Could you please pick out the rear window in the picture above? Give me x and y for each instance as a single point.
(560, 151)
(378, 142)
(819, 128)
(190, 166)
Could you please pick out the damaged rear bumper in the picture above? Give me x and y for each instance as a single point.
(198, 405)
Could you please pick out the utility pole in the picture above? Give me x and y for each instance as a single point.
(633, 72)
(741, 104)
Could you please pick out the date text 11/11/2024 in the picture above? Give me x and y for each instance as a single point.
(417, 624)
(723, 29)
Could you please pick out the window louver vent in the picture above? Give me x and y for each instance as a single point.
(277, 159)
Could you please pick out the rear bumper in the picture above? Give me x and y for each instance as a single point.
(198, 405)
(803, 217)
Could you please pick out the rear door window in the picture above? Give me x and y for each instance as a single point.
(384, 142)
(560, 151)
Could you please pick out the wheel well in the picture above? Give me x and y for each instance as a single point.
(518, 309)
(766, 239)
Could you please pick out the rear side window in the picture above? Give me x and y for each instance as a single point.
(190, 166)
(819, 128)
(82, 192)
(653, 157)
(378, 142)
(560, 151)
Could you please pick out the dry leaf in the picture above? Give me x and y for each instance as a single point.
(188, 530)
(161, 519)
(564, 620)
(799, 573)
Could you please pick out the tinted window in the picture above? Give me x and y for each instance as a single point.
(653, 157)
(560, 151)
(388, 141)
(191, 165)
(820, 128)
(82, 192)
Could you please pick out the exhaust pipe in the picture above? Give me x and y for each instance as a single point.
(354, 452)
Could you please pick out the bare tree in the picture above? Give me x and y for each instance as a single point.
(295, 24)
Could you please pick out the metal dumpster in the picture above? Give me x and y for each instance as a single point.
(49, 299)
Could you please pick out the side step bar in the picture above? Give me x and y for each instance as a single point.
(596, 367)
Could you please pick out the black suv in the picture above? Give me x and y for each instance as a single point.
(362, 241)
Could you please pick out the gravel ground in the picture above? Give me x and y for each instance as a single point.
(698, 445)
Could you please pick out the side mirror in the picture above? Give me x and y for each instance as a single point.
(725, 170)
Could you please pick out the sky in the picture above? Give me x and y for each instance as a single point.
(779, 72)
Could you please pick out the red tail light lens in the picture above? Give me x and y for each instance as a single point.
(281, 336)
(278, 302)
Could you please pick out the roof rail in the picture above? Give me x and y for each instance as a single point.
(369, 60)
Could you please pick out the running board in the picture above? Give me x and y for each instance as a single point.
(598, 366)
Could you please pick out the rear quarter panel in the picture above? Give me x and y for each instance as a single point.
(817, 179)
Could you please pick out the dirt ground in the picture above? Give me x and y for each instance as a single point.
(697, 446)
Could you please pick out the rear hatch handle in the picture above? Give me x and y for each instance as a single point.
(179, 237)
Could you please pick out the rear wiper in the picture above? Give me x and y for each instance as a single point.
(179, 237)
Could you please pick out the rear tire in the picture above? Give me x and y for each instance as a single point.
+===+
• WRITTEN INSTRUCTION: Emit the full listing verbatim.

• CORRECT RESPONSE:
Could you please pick out the rear window in the picture above? Give me x and y for each instance as a single point.
(560, 151)
(378, 142)
(819, 128)
(190, 166)
Could you please pick out the damaged rear bumper in the picture above? Give me x and y for each instance as a single point.
(198, 405)
Could you please pick out the utility pole in the picture above? Give me x and y for each instance as a single point.
(633, 72)
(741, 104)
Could you please pick out the date text 11/11/2024 in the picture above? Give me x and y for each instance as a single point.
(417, 624)
(723, 29)
Could you please pick out the window louver vent in the picture above? Give me x and y for each instance as a single point.
(277, 159)
Could you please pick out the rear bumper in the picture above? Give me x and y for each instance as a single point.
(198, 405)
(803, 217)
Could you please pick out the rear door window in the picture above? Give me x and y for each instance as a single point.
(384, 142)
(560, 151)
Could you please pick out the wheel well in the picture above? Give me x and y for each instance as a single point.
(518, 309)
(766, 239)
Could you please pick out the rear side window in the picture above? Give me x and y for each instance as a single point.
(190, 166)
(819, 128)
(82, 192)
(653, 157)
(378, 142)
(560, 151)
Could you please pick out the dry leaf in the picture above? Give me x and y for each instance as a single point.
(188, 530)
(161, 519)
(564, 620)
(799, 573)
Could you please pick out the tinted window in the picture above? Give me x and y for each instance as a single point.
(653, 157)
(560, 151)
(388, 141)
(191, 165)
(820, 128)
(82, 192)
Could you please pick out the exhaust pipe in the picture above? Give me x and y for each instance as a single point.
(354, 452)
Could you please pick out the bare tree in the picture above? Give me x and y for each instance as a single point.
(295, 24)
Could you please pick out the metal dumpster in the picture above? Give me x and y for each instance as a single point.
(49, 299)
Could you please pick out the side step bar in the picture above? Give me x and y for each instance as a single point.
(596, 367)
Could you please pick out the black suv in the picture above? Give me x and y for each instance as a single point.
(362, 241)
Could you please pick out the gravel ground in the picture above? Give me x and y for each instance as a single point.
(698, 445)
Could you please pick out the side mirror in the picture above? Give me x and y for each instance as a single point.
(725, 170)
Could you please pick out the sky in the picture above? Give me x and y for each instance as a single point.
(779, 72)
Could you please pick out the red tail light lens in the picture above? Give me x and y for each instance as a single point.
(281, 336)
(278, 302)
Could you please pick out the roof rail in the picture above? Give me x and y for each instance as a single point.
(369, 60)
Could you please pick out the running board in the picture above? Give me x and y for each instance as a single point.
(598, 366)
Could you please pick out the rear quarter panel in the picture above? Give me x and y for each instance as a single point.
(817, 179)
Could you please pick out the dirt ground in the picture above? Give me x and y for each instance as a single point.
(697, 446)
Could you please pick out the rear hatch handle in the picture above? Give me x and y for each instance as a single point.
(179, 237)
Could you please pick out the rear wiper in the picture above? Give me x and y for each instance as a single point.
(179, 237)
Could you please pick out the rear tire in the picture above? Give me x and y for each instance as a single point.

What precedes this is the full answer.